→ Document segment:
The first result: ChatGPT 5.5 Pro thought for 17 minutes 5 seconds, then delivered the best possible construction with a quadratic bound. The core idea swapped a component in Nathanson’s proof for a more efficient variant well-known in combinatorics but whose application to this particular problem wasn’t obvious. When asked, ChatGPT rewrote the argument as a LaTeX preprint in 2 minutes 23 seconds. Gowers checked it for correctness, then had the model solve a related variant, which it handled without issues. Both results are available as a preprint.
The harder generalized version: prior work by Isaac Rajagopal, an MIT student, had proven an exponential dependency. Gowers gave ChatGPT Rajagopal’s paper and asked for an improvement. After 16 minutes 41 seconds, the model delivered a first improvement — Rajagopal called this step “correct” but a “routine modification” of his own work. Gowers got “greedy” and asked for a much stronger bound. After 13 minutes 33 seconds, the model reported optimism but said two technical statements still needed checking. Another 9 minutes 12 seconds later, the check was done. The finished preprint was ready in 31 minutes 40 seconds total. The model improved the bound from exponential to polynomial.
Rajagopal’s nuanced assessment: the first improvement was a routine modification, but the polynomial-bound improvement was “quite impressive” and the key idea was “quite ingenious” — the model found a counterintuitive way to compress certain algebraic structures into a much smaller number range without losing combinatorial properties. “It is the sort of idea I would be very proud to come up with after a week or two of pondering, and it took ChatGPT less than an hour to find and prove, using similar methods to those in my own proof,” Rajagopal writes. As far as he could tell, the idea was “completely original.”
Gowers’s overall assessment: the result sits “at the level of a perfectly reasonable chapter in a combinatorics PhD.” Not “amazing” — it builds heavily on Rajagopal’s ideas — but “definitely a non-trivial extension.” For a PhD student, working through Rajagopal’s paper to identify weaknesses and adapt techniques would have taken considerable time.
Who’s Affected
Mathematics PhD students and researchers face a recalibrated bar: producing work that AI models cannot replicate becomes the standard for publishable contribution rather than producing work nobody has done before. OpenAI gains a high-profile validation of ChatGPT 5.5 Pro’s reasoning capability from one of the most credible mathematicians of the past two decades. Anthropic and Google DeepMind face a benchmark to match — whether Claude Opus 4.7 / Mythos and Gemini 3.1 Pro reach the same standard on similar open problems is the implicit comparison. The arXiv math community gains a concrete test case for AI-authored math research and the editorial-policy questions that follow.
What’s Next
The two preprints Gowers produced will surface on arXiv with the AI authorship attribution clear. Other senior mathematicians are likely to attempt similar experiments on their own open problems, expanding the empirical base. Mathematics journals will face the editorial question of whether AI-co-authored proofs are acceptable for submission and how to verify them. Gowers’s qualifier — that PhD students could use LLMs as a tool, with the real task being to create something in collaboration — suggests the discipline-level recalibration will play out across mentorship, training, and credit assignment over the coming year.

→ Work to complete:
1 > Write out the part of the article on Gowers's ChatGPT experiment that begins at the words "What’s Next" and stops after the words "the coming year.".
2 > Answer these questions from the article on Gowers's ChatGPT experiment.
(a) How long did ChatGPT take to rewrite the first argument as a LaTeX preprint?
(b) What words did Rajagopal use for the key idea behind the polynomial-bound improvement?
(c) In Gowers's overall assessment, the result sits at the level of what?

→ Data records:
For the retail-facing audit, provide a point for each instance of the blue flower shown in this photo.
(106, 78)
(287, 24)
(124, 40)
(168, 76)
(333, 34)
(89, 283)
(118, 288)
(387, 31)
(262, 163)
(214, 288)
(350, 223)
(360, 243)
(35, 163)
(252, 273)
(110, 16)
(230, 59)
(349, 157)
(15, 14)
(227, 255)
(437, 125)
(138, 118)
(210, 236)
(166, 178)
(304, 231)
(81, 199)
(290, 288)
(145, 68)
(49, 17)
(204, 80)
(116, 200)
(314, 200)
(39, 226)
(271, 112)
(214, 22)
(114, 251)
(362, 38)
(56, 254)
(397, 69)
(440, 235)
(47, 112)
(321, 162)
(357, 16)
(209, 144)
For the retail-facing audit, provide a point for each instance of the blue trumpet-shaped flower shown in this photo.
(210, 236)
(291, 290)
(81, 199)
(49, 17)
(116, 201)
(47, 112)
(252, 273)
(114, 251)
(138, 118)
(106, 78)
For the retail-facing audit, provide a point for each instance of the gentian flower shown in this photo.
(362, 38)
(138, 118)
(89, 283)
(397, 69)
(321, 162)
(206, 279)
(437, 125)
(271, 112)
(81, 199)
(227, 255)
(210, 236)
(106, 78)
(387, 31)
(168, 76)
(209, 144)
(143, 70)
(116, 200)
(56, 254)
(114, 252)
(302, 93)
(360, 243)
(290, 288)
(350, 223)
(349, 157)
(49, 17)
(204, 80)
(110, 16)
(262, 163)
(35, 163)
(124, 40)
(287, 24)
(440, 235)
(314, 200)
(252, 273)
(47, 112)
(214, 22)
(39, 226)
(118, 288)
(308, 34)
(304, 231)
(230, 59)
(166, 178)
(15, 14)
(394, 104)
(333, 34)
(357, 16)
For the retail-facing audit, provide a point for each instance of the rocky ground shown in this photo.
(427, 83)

---

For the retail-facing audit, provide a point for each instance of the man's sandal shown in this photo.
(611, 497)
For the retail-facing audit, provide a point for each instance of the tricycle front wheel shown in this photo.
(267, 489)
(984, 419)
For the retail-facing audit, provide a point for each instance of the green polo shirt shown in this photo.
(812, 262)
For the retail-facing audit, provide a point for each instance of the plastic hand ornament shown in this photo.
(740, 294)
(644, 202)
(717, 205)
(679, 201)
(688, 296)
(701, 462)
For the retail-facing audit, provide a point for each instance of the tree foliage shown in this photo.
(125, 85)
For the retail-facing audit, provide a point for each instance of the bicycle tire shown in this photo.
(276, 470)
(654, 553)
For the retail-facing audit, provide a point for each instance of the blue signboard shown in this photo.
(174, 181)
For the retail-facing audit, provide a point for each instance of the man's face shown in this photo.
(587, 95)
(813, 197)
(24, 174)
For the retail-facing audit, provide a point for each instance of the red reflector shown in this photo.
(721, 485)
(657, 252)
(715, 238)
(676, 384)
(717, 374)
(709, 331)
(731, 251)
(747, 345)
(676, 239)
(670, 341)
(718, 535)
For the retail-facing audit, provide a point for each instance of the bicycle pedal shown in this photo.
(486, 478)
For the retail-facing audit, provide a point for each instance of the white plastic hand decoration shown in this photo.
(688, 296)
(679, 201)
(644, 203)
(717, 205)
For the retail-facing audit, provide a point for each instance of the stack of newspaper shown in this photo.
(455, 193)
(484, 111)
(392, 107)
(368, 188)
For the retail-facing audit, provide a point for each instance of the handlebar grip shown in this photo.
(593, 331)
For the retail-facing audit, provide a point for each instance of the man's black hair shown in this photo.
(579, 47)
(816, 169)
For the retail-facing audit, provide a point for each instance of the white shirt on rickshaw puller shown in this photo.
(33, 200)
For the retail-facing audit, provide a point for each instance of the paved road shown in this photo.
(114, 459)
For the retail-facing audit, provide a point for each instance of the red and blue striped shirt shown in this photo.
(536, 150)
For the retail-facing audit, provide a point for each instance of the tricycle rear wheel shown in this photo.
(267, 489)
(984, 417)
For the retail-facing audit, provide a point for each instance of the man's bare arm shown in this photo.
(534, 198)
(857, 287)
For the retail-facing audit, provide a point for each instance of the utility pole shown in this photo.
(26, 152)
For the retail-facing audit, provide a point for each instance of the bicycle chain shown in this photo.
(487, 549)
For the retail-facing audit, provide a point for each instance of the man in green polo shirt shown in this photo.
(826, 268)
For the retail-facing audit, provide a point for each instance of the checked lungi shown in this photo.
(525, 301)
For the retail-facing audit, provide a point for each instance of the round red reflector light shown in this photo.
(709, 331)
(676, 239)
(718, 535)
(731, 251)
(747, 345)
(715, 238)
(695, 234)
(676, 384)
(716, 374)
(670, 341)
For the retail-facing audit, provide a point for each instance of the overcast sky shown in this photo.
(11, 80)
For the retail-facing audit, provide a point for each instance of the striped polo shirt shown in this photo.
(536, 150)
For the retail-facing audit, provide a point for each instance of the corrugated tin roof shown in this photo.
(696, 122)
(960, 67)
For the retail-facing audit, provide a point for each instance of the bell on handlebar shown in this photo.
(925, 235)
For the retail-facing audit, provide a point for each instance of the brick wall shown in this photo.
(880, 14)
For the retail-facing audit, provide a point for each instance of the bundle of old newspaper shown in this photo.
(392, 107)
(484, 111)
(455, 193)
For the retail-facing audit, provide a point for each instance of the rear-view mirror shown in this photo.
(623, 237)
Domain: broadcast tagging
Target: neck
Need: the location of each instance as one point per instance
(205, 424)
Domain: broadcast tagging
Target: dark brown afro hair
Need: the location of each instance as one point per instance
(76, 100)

...

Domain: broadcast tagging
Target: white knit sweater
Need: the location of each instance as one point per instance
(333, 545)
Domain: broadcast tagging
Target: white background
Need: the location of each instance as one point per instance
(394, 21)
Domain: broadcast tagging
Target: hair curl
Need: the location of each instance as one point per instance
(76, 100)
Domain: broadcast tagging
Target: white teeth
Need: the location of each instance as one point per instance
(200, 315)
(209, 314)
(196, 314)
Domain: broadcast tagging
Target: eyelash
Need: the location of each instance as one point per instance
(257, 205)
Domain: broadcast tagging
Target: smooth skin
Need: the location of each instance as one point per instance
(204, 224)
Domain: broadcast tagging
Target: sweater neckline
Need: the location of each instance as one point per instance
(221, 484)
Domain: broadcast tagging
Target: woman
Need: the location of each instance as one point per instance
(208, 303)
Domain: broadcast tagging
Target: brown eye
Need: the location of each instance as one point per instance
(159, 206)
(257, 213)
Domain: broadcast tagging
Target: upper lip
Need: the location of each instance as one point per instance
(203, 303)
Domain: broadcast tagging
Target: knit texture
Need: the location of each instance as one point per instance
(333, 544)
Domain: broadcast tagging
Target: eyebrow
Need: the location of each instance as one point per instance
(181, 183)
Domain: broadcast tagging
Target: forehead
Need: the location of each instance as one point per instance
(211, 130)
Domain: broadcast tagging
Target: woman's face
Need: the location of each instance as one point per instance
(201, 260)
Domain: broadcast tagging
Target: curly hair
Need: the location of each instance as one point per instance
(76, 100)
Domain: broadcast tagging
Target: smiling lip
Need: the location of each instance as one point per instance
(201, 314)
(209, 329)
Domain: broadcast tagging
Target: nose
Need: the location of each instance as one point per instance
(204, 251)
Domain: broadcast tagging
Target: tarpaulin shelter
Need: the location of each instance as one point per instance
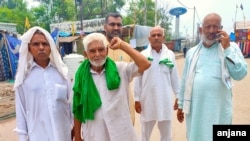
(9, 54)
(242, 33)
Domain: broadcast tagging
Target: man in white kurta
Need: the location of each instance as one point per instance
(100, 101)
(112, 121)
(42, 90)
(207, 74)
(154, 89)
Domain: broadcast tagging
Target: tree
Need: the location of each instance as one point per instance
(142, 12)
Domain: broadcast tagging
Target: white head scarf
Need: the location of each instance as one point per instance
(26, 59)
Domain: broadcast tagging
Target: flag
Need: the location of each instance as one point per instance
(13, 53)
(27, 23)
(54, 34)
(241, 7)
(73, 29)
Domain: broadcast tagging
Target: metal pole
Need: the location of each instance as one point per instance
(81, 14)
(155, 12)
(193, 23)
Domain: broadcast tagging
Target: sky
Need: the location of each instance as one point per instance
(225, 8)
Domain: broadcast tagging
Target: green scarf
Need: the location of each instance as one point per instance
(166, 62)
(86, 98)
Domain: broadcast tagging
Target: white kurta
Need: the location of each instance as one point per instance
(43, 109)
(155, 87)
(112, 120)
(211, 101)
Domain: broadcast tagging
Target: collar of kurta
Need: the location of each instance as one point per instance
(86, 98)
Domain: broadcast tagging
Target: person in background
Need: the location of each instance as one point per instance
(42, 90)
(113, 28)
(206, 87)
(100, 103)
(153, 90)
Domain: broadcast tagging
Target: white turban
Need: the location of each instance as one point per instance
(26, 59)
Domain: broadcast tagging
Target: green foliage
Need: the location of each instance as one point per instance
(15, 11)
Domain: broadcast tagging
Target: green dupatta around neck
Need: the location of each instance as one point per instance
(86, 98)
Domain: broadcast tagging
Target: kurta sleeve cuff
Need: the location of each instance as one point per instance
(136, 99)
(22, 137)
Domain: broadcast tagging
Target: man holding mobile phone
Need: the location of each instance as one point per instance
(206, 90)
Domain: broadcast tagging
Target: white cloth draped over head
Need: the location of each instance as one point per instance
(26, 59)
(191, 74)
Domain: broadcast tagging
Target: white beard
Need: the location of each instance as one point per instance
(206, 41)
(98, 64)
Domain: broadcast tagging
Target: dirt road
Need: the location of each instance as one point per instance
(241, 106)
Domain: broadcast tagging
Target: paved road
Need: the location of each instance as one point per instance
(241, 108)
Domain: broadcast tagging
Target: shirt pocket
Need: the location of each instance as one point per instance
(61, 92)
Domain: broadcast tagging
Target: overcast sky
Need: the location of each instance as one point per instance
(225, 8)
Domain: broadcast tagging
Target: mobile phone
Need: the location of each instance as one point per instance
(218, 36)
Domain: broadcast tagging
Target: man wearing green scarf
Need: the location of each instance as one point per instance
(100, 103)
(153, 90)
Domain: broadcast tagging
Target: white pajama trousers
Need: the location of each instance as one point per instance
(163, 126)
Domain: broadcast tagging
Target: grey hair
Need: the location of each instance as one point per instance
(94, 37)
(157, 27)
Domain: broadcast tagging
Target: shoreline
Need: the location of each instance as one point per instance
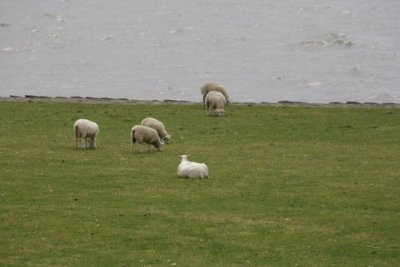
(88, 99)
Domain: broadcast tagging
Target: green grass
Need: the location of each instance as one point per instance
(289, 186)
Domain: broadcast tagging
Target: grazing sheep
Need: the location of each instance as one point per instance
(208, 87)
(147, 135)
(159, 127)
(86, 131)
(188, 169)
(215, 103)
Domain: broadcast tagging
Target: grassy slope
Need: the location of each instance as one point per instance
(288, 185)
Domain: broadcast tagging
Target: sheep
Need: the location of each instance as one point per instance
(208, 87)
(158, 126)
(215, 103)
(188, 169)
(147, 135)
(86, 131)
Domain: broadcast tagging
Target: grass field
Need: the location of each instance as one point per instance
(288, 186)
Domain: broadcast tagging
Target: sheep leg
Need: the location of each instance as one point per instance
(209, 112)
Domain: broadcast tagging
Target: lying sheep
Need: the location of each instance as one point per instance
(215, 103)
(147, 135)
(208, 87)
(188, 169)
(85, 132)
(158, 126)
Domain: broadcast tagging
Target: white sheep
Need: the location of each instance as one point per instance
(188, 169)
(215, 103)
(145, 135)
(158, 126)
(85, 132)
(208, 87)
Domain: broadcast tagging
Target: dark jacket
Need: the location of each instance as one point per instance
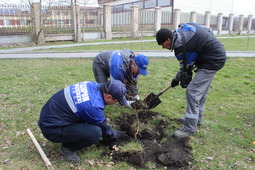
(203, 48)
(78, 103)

→ Task-by-task outputs:
1 >
What’s Next
The two preprints Gowers produced will surface on arXiv with the AI authorship attribution clear. Other senior mathematicians are likely to attempt similar experiments on their own open problems, expanding the empirical base. Mathematics journals will face the editorial question of whether AI-co-authored proofs are acceptable for submission and how to verify them. Gowers’s qualifier — that PhD students could use LLMs as a tool, with the real task being to create something in collaboration — suggests the discipline-level recalibration will play out across mentorship, training, and credit assignment over the coming year.

2 >
(a) 2 minutes 23 seconds
(b) "quite ingenious"
(c) A perfectly reasonable chapter in a combinatorics PhD